Task description: Everything from the line that contains "TASK = point to the red" through the final line of the records should be written out exactly, and nothing outside that span.

Data records:
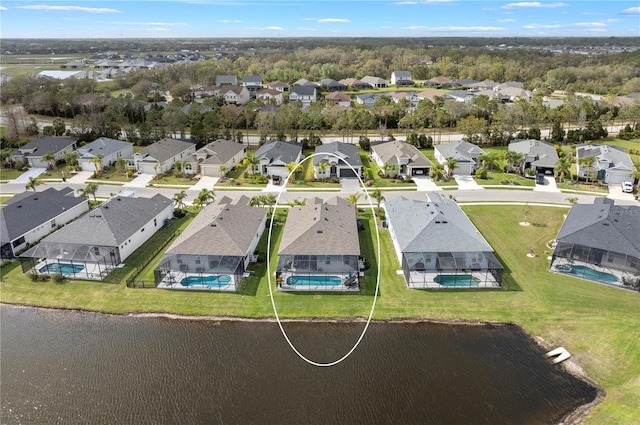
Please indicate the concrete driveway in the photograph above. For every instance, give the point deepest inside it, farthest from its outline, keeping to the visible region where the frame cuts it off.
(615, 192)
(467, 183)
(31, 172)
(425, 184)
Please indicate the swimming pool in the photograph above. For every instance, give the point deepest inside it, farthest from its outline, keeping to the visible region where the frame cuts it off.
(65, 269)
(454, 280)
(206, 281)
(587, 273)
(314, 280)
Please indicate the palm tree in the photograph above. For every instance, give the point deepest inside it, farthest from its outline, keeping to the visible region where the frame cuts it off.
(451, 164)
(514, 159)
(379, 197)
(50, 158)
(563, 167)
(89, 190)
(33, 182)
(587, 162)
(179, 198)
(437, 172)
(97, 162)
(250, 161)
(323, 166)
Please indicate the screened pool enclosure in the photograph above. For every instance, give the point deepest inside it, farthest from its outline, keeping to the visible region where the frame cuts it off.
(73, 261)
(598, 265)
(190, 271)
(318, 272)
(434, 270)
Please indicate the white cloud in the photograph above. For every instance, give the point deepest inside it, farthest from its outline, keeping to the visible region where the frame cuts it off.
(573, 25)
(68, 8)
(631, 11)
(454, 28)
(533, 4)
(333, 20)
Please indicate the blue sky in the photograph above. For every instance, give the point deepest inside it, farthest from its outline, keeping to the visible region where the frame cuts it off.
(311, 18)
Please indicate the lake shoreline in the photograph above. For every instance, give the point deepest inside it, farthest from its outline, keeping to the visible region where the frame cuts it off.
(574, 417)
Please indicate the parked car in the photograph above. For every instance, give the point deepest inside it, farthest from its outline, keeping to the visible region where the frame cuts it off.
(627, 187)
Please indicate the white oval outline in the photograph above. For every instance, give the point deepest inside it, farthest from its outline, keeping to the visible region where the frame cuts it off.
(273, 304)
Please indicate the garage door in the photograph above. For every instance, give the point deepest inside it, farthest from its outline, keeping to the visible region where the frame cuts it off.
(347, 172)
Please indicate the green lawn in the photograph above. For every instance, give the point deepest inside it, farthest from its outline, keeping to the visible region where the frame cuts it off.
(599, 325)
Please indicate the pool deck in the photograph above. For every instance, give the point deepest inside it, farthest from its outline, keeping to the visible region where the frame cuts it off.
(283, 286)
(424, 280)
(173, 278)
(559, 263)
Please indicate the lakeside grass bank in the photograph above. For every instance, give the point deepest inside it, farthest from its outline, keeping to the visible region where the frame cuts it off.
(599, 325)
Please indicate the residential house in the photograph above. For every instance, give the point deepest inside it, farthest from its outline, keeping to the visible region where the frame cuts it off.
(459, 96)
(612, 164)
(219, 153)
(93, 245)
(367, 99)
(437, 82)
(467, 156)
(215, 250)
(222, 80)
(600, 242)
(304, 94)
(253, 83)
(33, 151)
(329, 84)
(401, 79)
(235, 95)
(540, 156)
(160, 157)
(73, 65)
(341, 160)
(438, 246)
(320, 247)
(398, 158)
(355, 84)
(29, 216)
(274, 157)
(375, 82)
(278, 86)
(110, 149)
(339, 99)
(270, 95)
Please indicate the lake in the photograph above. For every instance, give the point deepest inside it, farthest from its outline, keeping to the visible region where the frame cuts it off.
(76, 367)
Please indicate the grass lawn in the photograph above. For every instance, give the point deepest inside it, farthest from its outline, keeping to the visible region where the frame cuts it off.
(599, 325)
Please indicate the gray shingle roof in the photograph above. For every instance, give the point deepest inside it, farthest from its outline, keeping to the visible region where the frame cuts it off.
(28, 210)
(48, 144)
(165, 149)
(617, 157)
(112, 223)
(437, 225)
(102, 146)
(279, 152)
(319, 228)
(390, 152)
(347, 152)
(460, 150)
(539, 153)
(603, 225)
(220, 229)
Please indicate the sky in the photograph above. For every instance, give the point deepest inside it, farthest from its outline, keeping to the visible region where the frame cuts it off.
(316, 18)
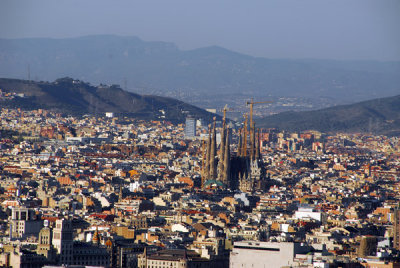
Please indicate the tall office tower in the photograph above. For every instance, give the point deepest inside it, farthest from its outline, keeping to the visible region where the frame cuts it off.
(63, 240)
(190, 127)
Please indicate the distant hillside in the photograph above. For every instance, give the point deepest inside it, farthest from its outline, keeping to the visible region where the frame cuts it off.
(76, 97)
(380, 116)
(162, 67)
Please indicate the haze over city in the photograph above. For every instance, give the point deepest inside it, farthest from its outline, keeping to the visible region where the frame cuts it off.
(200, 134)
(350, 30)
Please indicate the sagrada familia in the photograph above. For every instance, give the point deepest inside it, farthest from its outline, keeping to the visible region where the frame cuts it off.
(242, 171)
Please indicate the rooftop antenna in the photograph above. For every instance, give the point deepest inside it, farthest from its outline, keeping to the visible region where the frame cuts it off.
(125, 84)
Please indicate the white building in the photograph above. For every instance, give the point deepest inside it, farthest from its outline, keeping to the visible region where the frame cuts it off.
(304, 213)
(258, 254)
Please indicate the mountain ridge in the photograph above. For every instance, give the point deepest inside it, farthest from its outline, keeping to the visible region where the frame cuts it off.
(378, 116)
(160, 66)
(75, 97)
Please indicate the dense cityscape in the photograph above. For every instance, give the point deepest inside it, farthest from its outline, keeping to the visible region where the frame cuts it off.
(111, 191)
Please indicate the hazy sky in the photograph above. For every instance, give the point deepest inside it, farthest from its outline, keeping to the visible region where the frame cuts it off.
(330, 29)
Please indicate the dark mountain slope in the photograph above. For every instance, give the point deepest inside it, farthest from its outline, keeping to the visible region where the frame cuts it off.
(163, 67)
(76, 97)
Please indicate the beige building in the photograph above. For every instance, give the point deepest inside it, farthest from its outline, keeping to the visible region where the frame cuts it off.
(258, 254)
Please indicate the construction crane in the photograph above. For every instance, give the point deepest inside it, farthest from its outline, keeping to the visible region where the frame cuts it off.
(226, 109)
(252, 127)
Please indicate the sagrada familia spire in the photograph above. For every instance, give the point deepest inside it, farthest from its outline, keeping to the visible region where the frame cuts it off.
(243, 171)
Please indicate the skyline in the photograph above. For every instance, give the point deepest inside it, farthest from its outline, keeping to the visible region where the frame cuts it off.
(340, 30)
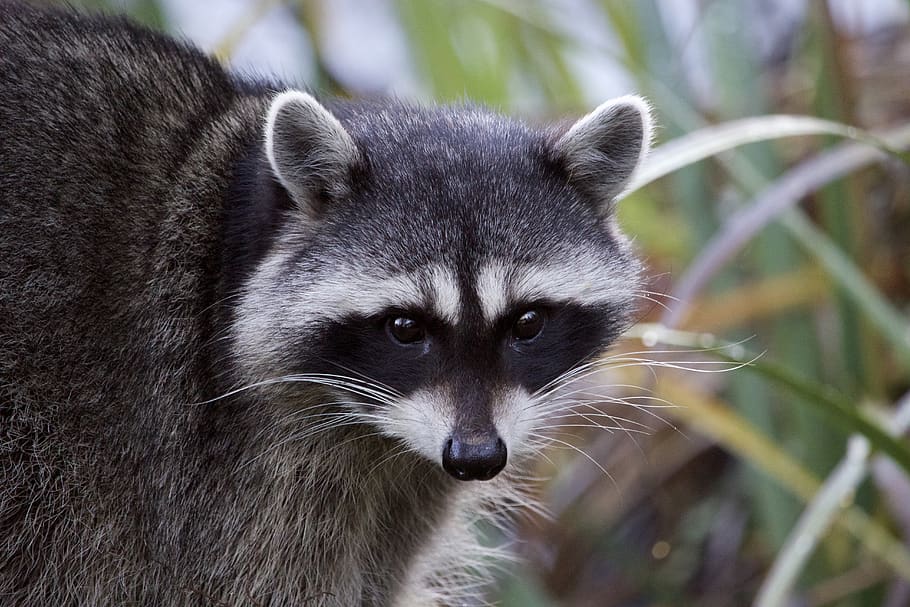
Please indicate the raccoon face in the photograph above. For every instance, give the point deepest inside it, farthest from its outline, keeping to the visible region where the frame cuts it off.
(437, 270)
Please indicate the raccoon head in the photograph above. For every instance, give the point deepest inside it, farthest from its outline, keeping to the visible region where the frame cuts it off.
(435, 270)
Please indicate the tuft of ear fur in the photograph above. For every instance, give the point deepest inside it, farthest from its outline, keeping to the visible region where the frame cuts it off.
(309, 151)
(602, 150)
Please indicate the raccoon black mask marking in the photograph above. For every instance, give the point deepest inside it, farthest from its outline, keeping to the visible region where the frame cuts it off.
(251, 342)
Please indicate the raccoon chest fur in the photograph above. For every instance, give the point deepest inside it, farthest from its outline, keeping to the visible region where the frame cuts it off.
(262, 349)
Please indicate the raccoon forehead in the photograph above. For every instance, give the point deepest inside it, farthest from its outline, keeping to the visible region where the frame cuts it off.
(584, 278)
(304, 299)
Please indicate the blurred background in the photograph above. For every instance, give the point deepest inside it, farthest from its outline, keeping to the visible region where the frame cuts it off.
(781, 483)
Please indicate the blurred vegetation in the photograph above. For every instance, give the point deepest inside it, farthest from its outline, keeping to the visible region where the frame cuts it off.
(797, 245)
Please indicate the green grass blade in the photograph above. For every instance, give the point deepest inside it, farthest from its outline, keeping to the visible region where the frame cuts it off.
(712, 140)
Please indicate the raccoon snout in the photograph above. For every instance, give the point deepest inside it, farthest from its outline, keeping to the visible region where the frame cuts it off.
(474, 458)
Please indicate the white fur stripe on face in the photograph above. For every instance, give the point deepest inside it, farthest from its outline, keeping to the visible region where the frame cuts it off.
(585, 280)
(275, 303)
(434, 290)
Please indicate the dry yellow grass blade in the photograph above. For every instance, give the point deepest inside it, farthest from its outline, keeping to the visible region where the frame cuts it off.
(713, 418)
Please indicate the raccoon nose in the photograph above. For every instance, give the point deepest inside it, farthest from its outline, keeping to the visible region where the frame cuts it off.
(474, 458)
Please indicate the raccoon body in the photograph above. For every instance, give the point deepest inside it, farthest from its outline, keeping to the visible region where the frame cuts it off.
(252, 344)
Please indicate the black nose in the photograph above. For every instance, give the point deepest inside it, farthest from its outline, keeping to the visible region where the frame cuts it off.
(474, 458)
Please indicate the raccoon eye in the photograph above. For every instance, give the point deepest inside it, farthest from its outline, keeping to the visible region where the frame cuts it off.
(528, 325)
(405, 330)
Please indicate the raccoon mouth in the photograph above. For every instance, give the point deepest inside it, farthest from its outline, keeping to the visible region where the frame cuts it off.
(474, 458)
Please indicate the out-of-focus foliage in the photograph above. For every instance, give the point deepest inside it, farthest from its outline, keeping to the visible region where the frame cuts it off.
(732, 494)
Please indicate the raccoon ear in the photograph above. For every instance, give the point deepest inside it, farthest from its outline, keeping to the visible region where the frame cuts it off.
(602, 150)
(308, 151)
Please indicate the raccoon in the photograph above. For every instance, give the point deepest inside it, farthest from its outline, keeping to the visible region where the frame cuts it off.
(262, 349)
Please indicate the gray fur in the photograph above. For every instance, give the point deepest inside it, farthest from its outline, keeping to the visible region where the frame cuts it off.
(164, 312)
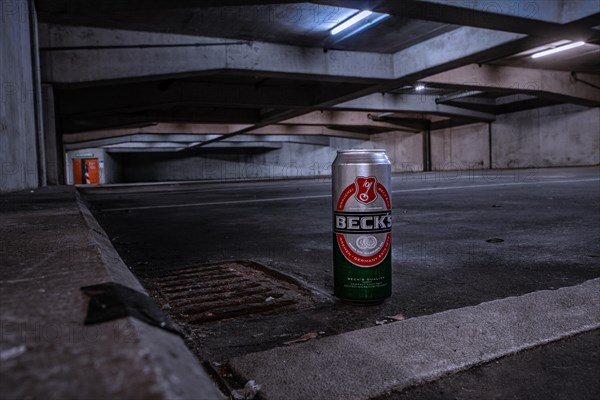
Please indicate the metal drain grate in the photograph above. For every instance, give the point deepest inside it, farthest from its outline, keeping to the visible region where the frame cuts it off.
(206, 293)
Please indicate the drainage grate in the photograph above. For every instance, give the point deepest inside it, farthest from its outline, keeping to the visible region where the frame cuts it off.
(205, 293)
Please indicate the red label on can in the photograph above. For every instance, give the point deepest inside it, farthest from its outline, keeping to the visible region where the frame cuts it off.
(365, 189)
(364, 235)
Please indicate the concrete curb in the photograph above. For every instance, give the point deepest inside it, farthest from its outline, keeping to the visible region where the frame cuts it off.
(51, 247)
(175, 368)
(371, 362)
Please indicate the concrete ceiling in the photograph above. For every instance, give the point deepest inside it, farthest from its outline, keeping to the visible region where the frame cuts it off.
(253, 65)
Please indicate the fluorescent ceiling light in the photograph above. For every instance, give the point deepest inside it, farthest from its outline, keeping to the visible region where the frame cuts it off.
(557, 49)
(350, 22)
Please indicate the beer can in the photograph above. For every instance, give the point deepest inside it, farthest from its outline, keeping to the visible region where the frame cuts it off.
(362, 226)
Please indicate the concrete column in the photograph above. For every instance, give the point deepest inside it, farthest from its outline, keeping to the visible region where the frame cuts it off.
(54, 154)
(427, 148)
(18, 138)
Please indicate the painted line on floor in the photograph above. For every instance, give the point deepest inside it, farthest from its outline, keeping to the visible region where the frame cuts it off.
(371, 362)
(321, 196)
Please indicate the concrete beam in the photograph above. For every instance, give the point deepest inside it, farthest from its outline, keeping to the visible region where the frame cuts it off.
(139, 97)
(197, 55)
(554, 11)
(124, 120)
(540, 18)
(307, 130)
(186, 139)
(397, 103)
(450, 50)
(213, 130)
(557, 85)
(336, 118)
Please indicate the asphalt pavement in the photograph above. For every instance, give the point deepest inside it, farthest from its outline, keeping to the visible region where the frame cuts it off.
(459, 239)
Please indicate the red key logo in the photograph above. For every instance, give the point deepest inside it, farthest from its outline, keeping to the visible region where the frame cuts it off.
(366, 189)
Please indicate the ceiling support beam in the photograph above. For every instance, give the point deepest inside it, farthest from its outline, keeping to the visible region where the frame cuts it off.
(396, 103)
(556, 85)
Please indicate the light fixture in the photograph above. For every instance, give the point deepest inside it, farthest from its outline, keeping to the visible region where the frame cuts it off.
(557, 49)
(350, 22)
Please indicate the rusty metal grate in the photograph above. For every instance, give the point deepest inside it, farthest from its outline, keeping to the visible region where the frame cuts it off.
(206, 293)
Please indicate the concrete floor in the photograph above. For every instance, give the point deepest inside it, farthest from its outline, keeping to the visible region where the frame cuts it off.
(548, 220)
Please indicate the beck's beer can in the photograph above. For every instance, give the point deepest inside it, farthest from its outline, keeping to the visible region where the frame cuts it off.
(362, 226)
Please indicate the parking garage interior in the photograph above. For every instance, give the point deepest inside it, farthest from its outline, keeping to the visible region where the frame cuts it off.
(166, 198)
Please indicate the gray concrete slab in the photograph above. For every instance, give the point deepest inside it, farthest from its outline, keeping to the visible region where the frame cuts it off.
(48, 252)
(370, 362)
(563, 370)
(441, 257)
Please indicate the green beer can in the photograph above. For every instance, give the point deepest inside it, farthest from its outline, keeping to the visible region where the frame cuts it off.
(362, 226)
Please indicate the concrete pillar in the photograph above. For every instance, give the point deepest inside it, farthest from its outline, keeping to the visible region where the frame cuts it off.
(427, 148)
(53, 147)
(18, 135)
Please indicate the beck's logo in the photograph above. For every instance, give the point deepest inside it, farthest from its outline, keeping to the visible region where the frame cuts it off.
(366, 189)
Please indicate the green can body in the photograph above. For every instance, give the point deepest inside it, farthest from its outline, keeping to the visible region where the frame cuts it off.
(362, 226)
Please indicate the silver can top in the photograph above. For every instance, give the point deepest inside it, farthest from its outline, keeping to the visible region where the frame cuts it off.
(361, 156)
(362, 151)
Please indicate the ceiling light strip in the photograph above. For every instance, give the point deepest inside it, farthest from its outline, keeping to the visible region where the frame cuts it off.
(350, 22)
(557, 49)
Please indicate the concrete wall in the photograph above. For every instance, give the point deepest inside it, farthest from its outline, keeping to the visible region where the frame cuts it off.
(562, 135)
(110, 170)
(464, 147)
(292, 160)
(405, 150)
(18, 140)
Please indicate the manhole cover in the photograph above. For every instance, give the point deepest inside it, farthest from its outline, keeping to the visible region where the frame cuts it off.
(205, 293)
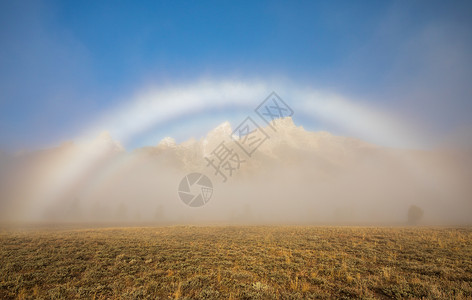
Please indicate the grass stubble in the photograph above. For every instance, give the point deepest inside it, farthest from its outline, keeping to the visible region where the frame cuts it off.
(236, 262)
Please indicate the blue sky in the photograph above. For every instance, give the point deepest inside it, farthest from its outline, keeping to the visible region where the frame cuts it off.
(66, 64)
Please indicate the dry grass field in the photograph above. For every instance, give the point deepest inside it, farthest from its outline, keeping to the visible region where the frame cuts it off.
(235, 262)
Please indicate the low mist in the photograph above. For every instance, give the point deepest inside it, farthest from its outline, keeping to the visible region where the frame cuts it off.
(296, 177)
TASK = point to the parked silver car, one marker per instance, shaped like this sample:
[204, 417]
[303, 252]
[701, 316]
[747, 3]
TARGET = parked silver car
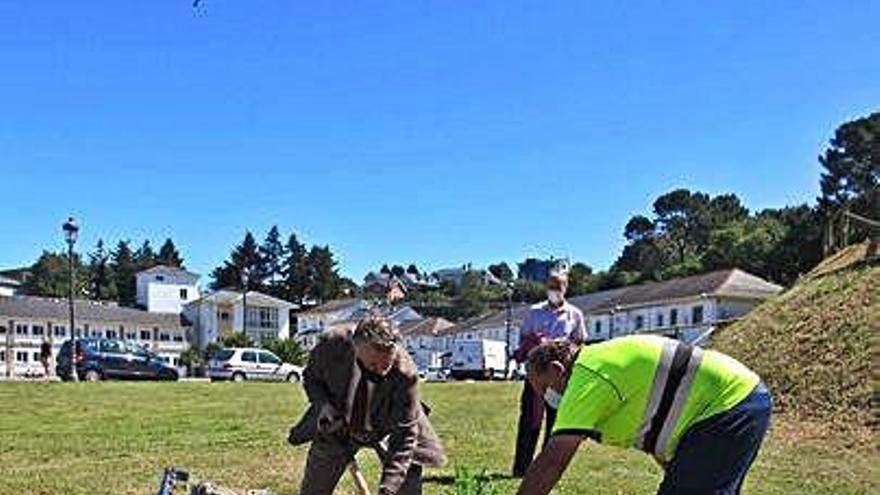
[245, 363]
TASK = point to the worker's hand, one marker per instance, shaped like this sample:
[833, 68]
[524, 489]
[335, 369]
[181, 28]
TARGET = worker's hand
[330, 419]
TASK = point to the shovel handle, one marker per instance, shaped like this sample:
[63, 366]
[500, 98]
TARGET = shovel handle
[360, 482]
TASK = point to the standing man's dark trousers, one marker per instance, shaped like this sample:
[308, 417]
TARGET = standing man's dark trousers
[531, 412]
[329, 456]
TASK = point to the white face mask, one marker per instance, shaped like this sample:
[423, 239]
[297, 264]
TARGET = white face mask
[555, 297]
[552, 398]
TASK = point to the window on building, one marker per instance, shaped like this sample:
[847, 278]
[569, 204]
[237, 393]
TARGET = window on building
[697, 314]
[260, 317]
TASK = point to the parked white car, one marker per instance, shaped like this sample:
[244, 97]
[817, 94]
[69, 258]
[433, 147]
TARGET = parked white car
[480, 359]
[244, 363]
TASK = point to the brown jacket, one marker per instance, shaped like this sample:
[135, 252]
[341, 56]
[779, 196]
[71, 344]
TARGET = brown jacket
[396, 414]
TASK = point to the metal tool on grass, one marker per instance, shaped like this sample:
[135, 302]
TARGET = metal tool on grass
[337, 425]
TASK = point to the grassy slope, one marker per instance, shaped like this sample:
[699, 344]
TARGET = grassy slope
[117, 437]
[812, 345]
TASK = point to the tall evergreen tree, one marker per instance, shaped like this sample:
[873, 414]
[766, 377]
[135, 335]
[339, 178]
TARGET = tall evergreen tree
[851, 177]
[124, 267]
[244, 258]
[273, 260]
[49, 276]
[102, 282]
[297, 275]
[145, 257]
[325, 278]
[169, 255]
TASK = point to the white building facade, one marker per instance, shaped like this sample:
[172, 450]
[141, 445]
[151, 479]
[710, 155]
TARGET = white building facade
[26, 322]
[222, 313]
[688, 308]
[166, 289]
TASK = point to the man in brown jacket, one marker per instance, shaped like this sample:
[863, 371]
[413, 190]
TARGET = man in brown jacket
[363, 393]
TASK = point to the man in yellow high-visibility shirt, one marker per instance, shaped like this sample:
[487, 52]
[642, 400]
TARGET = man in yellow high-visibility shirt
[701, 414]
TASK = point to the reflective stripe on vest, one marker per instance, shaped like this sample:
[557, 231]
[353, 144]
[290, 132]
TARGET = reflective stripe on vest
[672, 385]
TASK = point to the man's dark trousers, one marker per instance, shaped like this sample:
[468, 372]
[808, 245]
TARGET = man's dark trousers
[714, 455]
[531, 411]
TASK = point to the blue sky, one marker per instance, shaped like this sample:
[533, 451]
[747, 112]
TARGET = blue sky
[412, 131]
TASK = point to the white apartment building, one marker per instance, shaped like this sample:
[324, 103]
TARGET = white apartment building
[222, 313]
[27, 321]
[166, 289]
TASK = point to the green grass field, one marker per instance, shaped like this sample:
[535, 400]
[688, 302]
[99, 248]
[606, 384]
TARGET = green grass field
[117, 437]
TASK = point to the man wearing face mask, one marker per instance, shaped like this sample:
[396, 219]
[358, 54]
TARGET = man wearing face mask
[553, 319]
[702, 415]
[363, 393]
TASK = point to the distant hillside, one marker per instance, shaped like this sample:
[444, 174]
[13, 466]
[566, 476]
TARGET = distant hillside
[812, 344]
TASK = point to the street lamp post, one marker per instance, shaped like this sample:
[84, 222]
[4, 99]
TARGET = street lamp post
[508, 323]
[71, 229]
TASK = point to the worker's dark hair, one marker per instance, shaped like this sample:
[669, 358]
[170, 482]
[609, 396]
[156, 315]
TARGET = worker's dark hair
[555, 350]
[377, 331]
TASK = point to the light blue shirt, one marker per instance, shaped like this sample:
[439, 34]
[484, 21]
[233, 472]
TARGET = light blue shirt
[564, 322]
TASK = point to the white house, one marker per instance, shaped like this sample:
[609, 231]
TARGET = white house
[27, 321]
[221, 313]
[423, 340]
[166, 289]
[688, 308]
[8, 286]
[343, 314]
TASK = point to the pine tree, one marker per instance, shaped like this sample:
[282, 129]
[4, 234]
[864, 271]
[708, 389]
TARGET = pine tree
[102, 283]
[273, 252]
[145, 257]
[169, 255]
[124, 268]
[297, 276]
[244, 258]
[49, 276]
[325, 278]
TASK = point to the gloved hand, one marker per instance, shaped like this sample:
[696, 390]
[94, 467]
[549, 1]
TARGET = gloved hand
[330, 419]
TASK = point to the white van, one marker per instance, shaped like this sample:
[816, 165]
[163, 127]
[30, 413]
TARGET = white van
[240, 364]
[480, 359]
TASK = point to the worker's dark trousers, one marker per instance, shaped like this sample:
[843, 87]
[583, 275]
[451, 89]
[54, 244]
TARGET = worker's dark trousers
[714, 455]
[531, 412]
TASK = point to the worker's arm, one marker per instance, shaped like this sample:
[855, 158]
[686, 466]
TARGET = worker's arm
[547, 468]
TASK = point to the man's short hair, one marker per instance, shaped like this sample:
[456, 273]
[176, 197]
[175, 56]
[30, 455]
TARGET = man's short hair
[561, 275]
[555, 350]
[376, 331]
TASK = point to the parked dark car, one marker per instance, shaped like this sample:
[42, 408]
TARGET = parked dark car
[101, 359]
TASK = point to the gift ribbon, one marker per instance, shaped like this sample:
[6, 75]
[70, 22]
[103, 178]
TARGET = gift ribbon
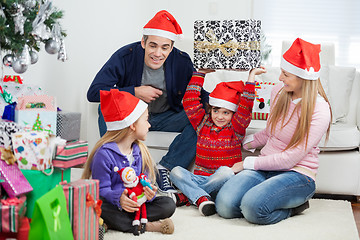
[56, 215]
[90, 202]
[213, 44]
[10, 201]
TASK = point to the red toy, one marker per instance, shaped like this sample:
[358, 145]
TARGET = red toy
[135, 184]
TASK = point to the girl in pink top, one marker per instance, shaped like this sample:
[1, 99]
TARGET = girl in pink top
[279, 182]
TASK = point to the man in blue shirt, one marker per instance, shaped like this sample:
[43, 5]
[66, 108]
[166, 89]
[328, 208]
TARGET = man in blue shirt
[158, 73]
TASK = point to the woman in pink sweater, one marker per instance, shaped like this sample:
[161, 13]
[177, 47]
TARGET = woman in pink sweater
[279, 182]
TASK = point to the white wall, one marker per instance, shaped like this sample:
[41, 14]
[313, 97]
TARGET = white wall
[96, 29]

Solution below:
TASK = point to the red toy, one marker per instance, shaped like this sample:
[358, 145]
TARGET = red toy
[135, 184]
TASK = point to the girl in pink top, one marker per instance, shaped like this sample:
[1, 99]
TARGET = girl in pink top
[279, 182]
TASK = point to the man in blue shirt, one marker per instance, shaped like this sample:
[43, 5]
[66, 108]
[166, 89]
[328, 208]
TARGET = man in blue shirt
[158, 73]
TASK = point to the woman in pink sweater, one marker per instance, shaped like this sample:
[161, 13]
[177, 47]
TARGET = woman in pink sweater
[279, 182]
TASK = point to the white wall, one marker per instance, shaped like this sample:
[41, 14]
[313, 97]
TARGET = white wall
[96, 29]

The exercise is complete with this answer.